# MATERIAL SUPPLIED:
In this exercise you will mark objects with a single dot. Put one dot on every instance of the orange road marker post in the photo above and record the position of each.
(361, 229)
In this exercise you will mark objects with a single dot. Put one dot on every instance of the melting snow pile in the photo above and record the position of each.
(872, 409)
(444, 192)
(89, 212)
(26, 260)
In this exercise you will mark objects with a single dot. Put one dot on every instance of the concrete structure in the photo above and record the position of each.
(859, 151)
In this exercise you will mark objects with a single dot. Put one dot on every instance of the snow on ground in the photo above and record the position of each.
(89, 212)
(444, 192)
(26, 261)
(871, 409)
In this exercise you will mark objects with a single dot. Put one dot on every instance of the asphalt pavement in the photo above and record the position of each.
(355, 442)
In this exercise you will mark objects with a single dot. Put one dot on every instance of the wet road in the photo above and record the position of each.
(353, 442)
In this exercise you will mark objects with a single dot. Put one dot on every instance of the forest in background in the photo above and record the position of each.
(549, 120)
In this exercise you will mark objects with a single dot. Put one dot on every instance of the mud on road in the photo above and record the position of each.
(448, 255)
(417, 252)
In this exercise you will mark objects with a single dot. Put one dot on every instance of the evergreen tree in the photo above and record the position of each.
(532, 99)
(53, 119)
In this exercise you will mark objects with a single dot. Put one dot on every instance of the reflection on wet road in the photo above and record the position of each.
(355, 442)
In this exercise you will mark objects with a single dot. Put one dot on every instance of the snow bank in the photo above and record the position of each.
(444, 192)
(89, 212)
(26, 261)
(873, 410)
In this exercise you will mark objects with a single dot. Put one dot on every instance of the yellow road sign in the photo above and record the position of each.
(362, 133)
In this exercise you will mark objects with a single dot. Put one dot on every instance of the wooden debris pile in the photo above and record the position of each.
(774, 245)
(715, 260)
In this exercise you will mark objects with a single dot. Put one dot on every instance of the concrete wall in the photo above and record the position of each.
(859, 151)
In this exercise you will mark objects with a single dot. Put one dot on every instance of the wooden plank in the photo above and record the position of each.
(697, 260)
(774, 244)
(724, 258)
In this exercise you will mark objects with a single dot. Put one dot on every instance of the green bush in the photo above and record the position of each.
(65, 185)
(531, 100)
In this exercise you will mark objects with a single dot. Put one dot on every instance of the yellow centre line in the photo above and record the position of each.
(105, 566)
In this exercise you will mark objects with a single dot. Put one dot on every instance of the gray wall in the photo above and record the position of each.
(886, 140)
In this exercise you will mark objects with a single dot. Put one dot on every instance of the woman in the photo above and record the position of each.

# YOUR INSTRUCTIONS:
Reproduce the material word for word, beginning at the line that contains "of the reflection" and continuing through the end of the material.

# SOLUTION BELOW:
In this exercise you will mark objects with a single dot. Put one dot on every instance of the reflection on wet road in the photo above and record the position of each.
(355, 442)
In this exercise you will mark objects with a single dot. Put one dot on every instance of the snow bank in the photo above and record the position of each.
(444, 192)
(89, 212)
(26, 261)
(873, 410)
In this exercise you will mark objects with a single dot. Put one dot on every instance of the yellow road sign in the photo above and record the position of each.
(362, 133)
In this exercise you will mark objects with a single dot. Put one dot on every instance of the wooden debris pile in the photo above and record the position of each.
(774, 245)
(715, 260)
In this exercise you will mark objects with a single dot. Put one dot on every instance of the concrete wall in the photo above and record the position of each.
(859, 151)
In this exercise you will mark objects with a single dot. Put one dot on every instance of the wooden plank in the photo above and record the position of each.
(697, 260)
(774, 244)
(724, 258)
In this exercise you will mark objects with a single dot. Put one dot on every instance of the green bush in the photo above and record the position of each.
(65, 185)
(531, 100)
In this exercise you will mark objects with a single dot. Put one dot on every instance of the yellow centre line in the photo above and record the position of each.
(105, 566)
In this exercise you will mark objects with a single dot. Put one dot on every instance of the gray wall in the photo above and record the position of each.
(886, 140)
In this exercise you will mark objects with a single dot. Put one dot on every instance of the woman in the photo above and record the position of each.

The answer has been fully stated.